= EXERCISE =
Give again exactly, and only, the lines between the line holding "the woman's face." and the end of the listing, both boundary lines included.

= RECORDED DATA =
[Start of Attachment]

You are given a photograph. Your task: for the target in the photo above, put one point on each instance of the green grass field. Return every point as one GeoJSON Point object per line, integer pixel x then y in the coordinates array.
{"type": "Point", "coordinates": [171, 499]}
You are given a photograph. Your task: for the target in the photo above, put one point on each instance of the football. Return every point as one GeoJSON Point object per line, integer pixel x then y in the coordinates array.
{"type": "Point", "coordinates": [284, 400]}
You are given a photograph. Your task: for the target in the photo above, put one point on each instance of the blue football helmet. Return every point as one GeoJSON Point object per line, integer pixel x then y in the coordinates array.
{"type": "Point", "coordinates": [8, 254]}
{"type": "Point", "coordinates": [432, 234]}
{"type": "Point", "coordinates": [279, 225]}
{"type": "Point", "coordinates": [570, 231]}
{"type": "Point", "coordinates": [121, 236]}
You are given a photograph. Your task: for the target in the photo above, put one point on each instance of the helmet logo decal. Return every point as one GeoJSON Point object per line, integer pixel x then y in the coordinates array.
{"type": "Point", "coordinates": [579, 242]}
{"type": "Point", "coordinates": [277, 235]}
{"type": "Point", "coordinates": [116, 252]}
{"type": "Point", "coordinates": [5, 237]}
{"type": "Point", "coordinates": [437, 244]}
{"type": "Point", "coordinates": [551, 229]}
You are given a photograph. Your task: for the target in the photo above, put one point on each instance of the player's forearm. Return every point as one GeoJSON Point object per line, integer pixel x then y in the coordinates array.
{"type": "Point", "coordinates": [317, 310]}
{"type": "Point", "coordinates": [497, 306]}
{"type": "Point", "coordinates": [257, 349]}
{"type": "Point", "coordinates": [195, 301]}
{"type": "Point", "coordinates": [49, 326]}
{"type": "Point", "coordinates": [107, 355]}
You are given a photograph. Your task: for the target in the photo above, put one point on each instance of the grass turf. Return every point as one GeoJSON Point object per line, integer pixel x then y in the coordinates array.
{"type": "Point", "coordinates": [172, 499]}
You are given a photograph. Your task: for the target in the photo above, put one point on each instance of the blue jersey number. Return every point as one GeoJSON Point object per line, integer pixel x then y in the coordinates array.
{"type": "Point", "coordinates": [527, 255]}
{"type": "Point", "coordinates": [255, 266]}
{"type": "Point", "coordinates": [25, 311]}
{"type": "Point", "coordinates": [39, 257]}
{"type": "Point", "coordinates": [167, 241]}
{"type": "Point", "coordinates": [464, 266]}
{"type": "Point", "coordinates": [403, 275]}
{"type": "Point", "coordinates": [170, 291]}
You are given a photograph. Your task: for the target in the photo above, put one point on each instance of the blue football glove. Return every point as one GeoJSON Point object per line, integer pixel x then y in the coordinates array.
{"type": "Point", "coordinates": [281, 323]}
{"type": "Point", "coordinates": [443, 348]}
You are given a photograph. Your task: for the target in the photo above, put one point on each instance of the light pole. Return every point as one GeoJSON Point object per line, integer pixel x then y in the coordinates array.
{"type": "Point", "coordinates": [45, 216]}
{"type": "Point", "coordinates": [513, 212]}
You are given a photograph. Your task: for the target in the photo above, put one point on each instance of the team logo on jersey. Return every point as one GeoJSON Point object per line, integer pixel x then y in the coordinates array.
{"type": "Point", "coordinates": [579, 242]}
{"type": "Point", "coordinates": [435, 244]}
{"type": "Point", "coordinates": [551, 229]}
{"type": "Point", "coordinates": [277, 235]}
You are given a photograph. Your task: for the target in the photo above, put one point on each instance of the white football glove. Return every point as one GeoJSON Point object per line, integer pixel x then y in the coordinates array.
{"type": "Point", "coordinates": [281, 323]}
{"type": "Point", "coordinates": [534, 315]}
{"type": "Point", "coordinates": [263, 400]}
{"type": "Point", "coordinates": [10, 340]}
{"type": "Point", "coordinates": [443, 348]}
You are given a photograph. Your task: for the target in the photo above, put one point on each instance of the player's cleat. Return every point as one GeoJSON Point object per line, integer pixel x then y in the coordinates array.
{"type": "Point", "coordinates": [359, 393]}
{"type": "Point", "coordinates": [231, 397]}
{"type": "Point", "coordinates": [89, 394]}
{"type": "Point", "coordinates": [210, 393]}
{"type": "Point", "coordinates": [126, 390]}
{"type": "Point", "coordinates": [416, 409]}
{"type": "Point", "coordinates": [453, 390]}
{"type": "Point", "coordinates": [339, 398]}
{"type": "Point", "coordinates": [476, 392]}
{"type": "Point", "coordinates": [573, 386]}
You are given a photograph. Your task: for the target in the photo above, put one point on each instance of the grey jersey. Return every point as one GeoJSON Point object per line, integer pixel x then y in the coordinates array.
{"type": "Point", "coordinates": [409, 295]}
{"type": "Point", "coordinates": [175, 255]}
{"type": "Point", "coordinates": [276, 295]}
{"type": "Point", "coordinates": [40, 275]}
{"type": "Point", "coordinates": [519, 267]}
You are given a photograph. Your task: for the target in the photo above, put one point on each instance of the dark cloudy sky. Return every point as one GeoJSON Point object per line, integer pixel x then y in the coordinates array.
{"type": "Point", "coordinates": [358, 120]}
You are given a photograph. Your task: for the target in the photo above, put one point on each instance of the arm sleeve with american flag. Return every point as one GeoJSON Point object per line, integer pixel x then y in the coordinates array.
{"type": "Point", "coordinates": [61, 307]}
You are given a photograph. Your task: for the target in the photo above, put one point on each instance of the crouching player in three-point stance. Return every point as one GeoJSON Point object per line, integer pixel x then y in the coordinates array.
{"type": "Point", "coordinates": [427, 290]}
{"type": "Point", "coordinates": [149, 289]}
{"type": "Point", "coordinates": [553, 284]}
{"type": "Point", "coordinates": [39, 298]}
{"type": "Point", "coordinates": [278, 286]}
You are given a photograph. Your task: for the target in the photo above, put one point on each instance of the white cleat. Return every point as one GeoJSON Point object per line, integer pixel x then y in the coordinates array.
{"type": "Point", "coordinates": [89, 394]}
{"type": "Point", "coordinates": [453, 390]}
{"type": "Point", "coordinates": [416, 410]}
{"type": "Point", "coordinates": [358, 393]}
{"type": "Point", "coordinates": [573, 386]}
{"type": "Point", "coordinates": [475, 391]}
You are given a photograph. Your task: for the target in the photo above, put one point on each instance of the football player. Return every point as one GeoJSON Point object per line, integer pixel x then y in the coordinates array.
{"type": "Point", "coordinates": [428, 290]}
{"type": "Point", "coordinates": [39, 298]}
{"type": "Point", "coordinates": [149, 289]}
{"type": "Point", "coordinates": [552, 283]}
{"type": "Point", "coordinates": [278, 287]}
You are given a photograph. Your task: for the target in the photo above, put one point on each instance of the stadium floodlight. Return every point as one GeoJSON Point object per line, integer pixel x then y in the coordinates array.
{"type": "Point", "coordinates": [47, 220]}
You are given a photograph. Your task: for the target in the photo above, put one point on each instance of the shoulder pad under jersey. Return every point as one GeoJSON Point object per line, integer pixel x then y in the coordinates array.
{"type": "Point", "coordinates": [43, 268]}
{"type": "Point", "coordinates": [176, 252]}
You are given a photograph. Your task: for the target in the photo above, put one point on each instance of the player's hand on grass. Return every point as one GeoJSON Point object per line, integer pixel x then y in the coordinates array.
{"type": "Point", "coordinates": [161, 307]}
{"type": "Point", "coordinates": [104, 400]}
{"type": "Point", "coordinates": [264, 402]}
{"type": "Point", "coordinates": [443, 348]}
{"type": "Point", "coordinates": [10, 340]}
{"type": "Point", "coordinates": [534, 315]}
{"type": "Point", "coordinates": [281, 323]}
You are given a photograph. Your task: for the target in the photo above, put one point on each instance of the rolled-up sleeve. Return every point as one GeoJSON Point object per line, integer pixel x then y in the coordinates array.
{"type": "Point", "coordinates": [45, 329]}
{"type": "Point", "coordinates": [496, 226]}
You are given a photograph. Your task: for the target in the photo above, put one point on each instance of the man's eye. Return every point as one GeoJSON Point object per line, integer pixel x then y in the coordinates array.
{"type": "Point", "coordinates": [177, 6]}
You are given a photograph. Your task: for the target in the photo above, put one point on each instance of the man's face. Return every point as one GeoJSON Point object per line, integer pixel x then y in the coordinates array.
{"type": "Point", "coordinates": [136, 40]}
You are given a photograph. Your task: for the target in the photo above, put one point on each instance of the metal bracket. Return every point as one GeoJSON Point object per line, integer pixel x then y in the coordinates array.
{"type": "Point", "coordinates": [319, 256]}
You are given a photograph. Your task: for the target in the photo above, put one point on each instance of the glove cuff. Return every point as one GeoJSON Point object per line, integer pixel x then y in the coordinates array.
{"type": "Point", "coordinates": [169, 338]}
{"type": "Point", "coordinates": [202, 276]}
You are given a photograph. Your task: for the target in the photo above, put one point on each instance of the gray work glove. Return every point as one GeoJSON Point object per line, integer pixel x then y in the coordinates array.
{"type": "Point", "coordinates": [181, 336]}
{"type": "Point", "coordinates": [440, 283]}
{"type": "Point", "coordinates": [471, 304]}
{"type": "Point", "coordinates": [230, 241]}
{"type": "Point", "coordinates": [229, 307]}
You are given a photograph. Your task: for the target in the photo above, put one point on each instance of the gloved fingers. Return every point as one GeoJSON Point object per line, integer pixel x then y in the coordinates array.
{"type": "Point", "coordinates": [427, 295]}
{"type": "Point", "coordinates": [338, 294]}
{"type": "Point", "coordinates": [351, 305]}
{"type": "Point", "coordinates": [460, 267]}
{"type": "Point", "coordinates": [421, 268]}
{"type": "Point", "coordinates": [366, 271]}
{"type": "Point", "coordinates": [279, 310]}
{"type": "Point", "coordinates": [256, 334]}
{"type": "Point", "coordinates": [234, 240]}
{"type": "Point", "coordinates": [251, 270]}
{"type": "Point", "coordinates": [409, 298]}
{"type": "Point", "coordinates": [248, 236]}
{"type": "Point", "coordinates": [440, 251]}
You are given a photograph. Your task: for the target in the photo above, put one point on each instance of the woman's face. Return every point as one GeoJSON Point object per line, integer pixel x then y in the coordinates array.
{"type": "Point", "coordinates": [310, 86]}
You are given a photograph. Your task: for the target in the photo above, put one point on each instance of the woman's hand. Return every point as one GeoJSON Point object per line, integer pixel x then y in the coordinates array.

[End of Attachment]

= FINAL ANSWER =
You are given a photograph. Your task: for the target in the photo above, put one point on each instance of the woman's face. Return every point as one GeoJSON Point object per line, integer pixel x then y in the coordinates array.
{"type": "Point", "coordinates": [310, 86]}
You are given a photograph. Your task: for the target in the photo above, put one point on each instance of the woman's hand. Return every point as one GeoJSON Point object per line, integer pixel x then y in the coordinates array.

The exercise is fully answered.